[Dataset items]
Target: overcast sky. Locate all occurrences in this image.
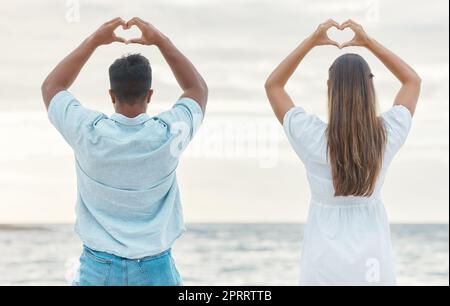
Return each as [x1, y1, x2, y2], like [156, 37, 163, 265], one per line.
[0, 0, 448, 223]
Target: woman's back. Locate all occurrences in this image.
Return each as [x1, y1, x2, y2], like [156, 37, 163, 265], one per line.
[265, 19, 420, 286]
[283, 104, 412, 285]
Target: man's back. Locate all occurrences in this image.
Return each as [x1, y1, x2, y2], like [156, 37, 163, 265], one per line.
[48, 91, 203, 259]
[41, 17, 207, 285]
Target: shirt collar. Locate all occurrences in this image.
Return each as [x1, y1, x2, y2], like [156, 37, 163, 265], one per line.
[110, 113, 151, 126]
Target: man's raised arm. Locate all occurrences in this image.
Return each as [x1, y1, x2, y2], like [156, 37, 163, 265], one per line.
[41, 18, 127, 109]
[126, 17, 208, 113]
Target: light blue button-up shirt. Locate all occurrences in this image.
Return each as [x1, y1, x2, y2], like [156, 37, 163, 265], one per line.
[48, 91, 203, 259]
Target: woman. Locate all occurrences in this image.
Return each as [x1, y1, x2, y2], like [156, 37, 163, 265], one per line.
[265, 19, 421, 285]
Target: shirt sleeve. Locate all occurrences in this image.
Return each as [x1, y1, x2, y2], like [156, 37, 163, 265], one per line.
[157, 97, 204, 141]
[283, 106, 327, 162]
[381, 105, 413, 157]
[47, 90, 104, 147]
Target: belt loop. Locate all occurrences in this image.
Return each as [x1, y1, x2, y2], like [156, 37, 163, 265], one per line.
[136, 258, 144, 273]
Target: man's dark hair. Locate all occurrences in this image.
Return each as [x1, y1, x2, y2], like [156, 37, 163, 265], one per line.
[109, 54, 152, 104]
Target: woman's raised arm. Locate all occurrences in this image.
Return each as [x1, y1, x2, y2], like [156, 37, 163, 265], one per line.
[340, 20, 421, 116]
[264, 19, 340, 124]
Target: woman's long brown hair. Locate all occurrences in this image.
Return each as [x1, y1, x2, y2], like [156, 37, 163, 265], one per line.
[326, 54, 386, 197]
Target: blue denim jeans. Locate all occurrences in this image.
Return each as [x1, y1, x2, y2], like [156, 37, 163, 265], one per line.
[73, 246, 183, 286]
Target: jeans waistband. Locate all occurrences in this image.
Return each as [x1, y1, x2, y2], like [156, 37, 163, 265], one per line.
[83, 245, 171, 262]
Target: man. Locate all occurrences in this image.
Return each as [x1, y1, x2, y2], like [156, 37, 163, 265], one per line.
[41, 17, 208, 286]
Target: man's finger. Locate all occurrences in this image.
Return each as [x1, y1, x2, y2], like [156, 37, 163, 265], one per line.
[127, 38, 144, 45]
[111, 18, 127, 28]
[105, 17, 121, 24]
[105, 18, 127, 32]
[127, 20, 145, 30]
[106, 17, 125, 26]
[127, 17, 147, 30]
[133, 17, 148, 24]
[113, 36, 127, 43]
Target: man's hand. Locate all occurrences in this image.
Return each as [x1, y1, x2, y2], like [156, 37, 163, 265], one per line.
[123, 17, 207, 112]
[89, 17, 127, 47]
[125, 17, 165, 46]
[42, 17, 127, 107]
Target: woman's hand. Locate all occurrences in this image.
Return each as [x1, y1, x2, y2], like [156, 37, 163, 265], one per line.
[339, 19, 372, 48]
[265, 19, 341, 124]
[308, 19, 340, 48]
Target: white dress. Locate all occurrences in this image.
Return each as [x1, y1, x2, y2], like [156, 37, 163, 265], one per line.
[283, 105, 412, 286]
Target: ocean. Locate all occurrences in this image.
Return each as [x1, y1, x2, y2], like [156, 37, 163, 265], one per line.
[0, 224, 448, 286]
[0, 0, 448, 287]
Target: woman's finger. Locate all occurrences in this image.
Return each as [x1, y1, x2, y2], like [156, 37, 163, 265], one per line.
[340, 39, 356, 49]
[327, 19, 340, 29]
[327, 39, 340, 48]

What to do> Set each line of the records down again exactly as it reads. Omit the pictures.

Answer below>
Target: overcast sky. Locate all occurrences in this image.
Return each as [x1, y1, x2, y2], like [156, 37, 163, 265], one per line.
[0, 0, 448, 223]
Target: woman's back. Locate all occurrences in this image.
Return each as [x1, y1, x2, y2], like [156, 37, 163, 265], one per line.
[265, 19, 420, 286]
[283, 104, 412, 285]
Target: man's back. Locate all occurrences in this image.
Return each as [x1, y1, x2, y2], like [156, 37, 163, 265], one per line.
[48, 91, 203, 259]
[41, 17, 207, 285]
Target: shirt collar. Locate all occurrences in this image.
Return each as [x1, y1, x2, y2], like [156, 37, 163, 265], one per line.
[110, 113, 151, 126]
Target: man's raised arm. Locate all occurrences in this image.
Return each as [x1, y1, x2, y2], like [156, 37, 163, 265], one per line.
[41, 18, 127, 109]
[126, 17, 208, 113]
Target: light blue button-up shirt. Locate all occurrences in this image.
Return each as [x1, y1, x2, y2], like [156, 37, 163, 265], one per line.
[48, 91, 203, 259]
Target: woman. Locate all occurrences in this image.
Return each as [x1, y1, x2, y2], like [156, 37, 163, 265], one per line.
[265, 19, 421, 285]
Target: shirt sleeve. Locate all occurrences in this image.
Return each as [x1, y1, x2, y2], like [156, 37, 163, 265], one per line.
[157, 97, 204, 141]
[283, 106, 327, 162]
[381, 105, 413, 157]
[47, 90, 104, 147]
Target: belt loop. Locate all occurrences in this image.
Return each as [x1, y1, x2, y2], like [156, 37, 163, 265], one per line.
[136, 258, 144, 273]
Target: man's dark hair. Locate all occurrences in this image.
Return each as [x1, y1, x2, y2], like [156, 37, 163, 265], one per line.
[109, 54, 152, 104]
Target: woman's raised arm. Locate all occurrences in this image.
Return each as [x1, y1, x2, y2], like [156, 37, 163, 265], one per line.
[340, 20, 421, 116]
[264, 19, 340, 124]
Target: woman's long brown hair. Locate all occurrences in this image.
Return each as [x1, y1, x2, y2], like [156, 37, 163, 265], one per line.
[326, 54, 386, 197]
Target: blue denim jeans. Locate all occurrences in this image.
Return each as [x1, y1, x2, y2], like [156, 37, 163, 265], one per line.
[73, 246, 183, 286]
Target: jeans waistband. Locate all occurrences in this image.
Return each as [x1, y1, x2, y2], like [156, 37, 163, 265], one per line.
[83, 245, 171, 262]
Target: man. Locate all occurrences in this image.
Return each as [x1, y1, x2, y2], like [156, 37, 163, 265], one per line.
[41, 17, 208, 286]
Target: man's finger. Locate all occurrences in this image.
Return each as [x1, y1, x2, y2], like [156, 37, 163, 265], one per line.
[127, 38, 144, 45]
[111, 18, 127, 28]
[105, 17, 121, 24]
[105, 18, 127, 32]
[127, 20, 145, 30]
[106, 17, 125, 26]
[127, 17, 147, 30]
[133, 17, 148, 24]
[113, 36, 127, 43]
Target: man's hand. Locate all occurrences in this image.
Return each as [x1, y1, x2, y2], like [156, 37, 163, 265], one per line.
[123, 17, 207, 112]
[89, 17, 127, 47]
[125, 17, 165, 46]
[42, 17, 127, 107]
Target: woman's hand. Locate all occurrences in this image.
Return each as [x1, y1, x2, y2], like [156, 37, 163, 265], one per line.
[339, 19, 372, 48]
[265, 19, 341, 124]
[308, 19, 340, 48]
Target: white dress. Locate all occurrences in this image.
Return each as [x1, y1, x2, y2], like [156, 37, 163, 265], one per line.
[283, 105, 412, 286]
Target: ocean. Locate all occurrences in this image.
Return each as [x1, y1, x2, y2], like [156, 37, 163, 265], one per line.
[0, 224, 448, 286]
[0, 0, 448, 287]
Target: woman's finger. Locate all occurrences in this image.
Return each as [x1, y1, x2, y2], like [156, 37, 163, 265], one per line.
[340, 39, 356, 49]
[327, 19, 340, 29]
[327, 39, 340, 48]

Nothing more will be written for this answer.